**APPLY WHAT YOU READ:**
A. For the text on the 1922 Senate election in New York, decide whether each statement agrees with it, and support each yes or no by quoting the deciding words exactly: (i) Calder faced a rival at the Republican convention. (ii) Copeland headed the New York City Board of Health. (iii) Smith won the nomination for Governor by a split vote.
B. Print the part of the text on the 1922 Senate election in New York starting with "The 1922 United" and going on through "renomination by August.".

**PASSAGE FOR REVIEW:**

____

The 1922 United States Senate election in New York was held on November 7, 1922. Incumbent Republican Senator William Calder ran for re-election to a second term, but was defeated by Democrat Royal Copeland.

==Republican nomination==
Despite early opposition from the Anti-Saloon League and other discontents within the state party, some of whom attempted to draft Theodore Roosevelt Jr. or William Hayward as an alternative candidate, no candidate materialized and Calder was seen as assured of renomination by August.

Calder was renominated at the Republican convention on September 29 along with the entire Republican ticket. His renomination was carried unopposed.

==Democratic nomination==
It was suggested during the campaign that Tammany Hall boss Charles F. Murphy might block Al Smith's third consecutive nomination for Governor, leaving him to accept the nomination for Senate as a compromise. However, Smith carried the gubernatorial nomination unanimously, and the Senate nomination was given unanimously to Dr. Royal S. Copeland, the President of the New York City Board of Health who had gained attention for his handling of the Spanish flu pandemic.

____

**INFORMATION GIVEN:**
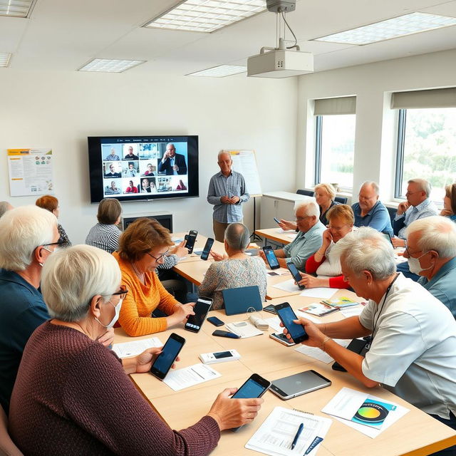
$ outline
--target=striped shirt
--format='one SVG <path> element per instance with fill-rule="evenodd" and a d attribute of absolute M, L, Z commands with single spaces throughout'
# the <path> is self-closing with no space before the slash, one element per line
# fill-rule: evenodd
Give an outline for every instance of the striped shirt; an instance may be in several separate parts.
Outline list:
<path fill-rule="evenodd" d="M 115 225 L 97 223 L 88 232 L 86 238 L 86 244 L 112 254 L 119 247 L 120 237 L 120 231 Z"/>

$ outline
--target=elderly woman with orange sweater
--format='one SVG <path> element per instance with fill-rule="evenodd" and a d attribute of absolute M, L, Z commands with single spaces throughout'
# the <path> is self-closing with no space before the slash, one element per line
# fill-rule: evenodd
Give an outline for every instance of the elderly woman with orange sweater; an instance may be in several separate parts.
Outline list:
<path fill-rule="evenodd" d="M 119 249 L 113 255 L 122 272 L 122 284 L 128 290 L 119 323 L 129 336 L 144 336 L 165 331 L 194 315 L 194 303 L 181 304 L 160 281 L 155 269 L 174 245 L 170 232 L 157 220 L 138 219 L 120 237 Z M 156 309 L 167 316 L 151 316 Z"/>

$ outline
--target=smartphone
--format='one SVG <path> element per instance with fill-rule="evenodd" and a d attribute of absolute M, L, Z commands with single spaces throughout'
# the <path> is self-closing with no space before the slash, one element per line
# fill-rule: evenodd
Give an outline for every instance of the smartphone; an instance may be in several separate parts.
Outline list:
<path fill-rule="evenodd" d="M 275 333 L 274 334 L 269 334 L 269 337 L 274 341 L 277 341 L 277 342 L 286 345 L 287 347 L 292 347 L 294 345 L 296 345 L 296 343 L 290 341 L 284 333 L 281 334 L 276 334 Z"/>
<path fill-rule="evenodd" d="M 212 299 L 211 298 L 200 296 L 193 308 L 195 315 L 190 315 L 187 318 L 184 329 L 191 331 L 192 333 L 197 333 L 201 329 L 201 326 L 212 305 Z"/>
<path fill-rule="evenodd" d="M 309 336 L 302 325 L 293 323 L 293 320 L 297 320 L 298 317 L 293 311 L 290 304 L 284 302 L 281 304 L 277 304 L 275 307 L 277 316 L 290 333 L 293 341 L 295 343 L 299 343 L 303 341 L 306 341 Z"/>
<path fill-rule="evenodd" d="M 217 318 L 216 316 L 209 316 L 208 318 L 206 318 L 207 321 L 212 323 L 215 326 L 223 326 L 225 323 L 220 320 L 220 318 Z"/>
<path fill-rule="evenodd" d="M 187 242 L 184 246 L 186 249 L 188 249 L 188 253 L 191 254 L 193 252 L 193 247 L 195 247 L 195 242 L 197 240 L 197 236 L 198 232 L 195 229 L 190 229 L 187 236 Z"/>
<path fill-rule="evenodd" d="M 286 264 L 286 267 L 288 270 L 291 273 L 293 276 L 293 279 L 294 279 L 294 281 L 296 283 L 296 285 L 299 287 L 300 290 L 304 290 L 306 287 L 304 285 L 299 285 L 299 282 L 302 279 L 301 274 L 299 274 L 299 271 L 298 271 L 298 268 L 294 265 L 293 261 L 290 261 Z"/>
<path fill-rule="evenodd" d="M 166 377 L 172 363 L 176 361 L 177 355 L 185 343 L 185 339 L 175 333 L 171 333 L 163 348 L 162 353 L 157 356 L 150 367 L 150 373 L 157 378 L 163 380 Z"/>
<path fill-rule="evenodd" d="M 279 261 L 276 258 L 276 254 L 274 253 L 274 250 L 270 245 L 264 246 L 263 247 L 263 252 L 264 252 L 264 256 L 268 261 L 268 264 L 271 269 L 277 269 L 280 267 L 280 264 L 279 264 Z"/>
<path fill-rule="evenodd" d="M 201 259 L 206 261 L 209 258 L 209 252 L 211 251 L 212 244 L 214 244 L 214 239 L 212 237 L 208 237 L 201 254 Z"/>

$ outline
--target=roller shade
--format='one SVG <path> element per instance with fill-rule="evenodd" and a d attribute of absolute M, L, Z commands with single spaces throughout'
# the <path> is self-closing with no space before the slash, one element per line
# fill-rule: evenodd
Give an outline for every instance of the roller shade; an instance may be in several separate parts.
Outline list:
<path fill-rule="evenodd" d="M 391 96 L 391 109 L 456 107 L 456 88 L 436 88 L 412 92 L 395 92 Z"/>
<path fill-rule="evenodd" d="M 341 97 L 315 100 L 315 115 L 356 114 L 356 97 Z"/>

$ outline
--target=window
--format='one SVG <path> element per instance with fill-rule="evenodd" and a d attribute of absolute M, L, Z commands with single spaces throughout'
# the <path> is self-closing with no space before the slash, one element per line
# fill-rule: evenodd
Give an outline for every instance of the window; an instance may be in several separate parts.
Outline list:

____

**ANSWERS PROVIDED:**
A.
(i) No: "His renomination was carried unopposed."
(ii) Yes: "Dr. Royal S. Copeland, the President of the New York City Board of Health"
(iii) No: "Smith carried the gubernatorial nomination unanimously"

B.
The 1922 United States Senate election in New York was held on November 7, 1922. Incumbent Republican Senator William Calder ran for re-election to a second term, but was defeated by Democrat Royal Copeland.

==Republican nomination==
Despite early opposition from the Anti-Saloon League and other discontents within the state party, some of whom attempted to draft Theodore Roosevelt Jr. or William Hayward as an alternative candidate, no candidate materialized and Calder was seen as assured of renomination by August.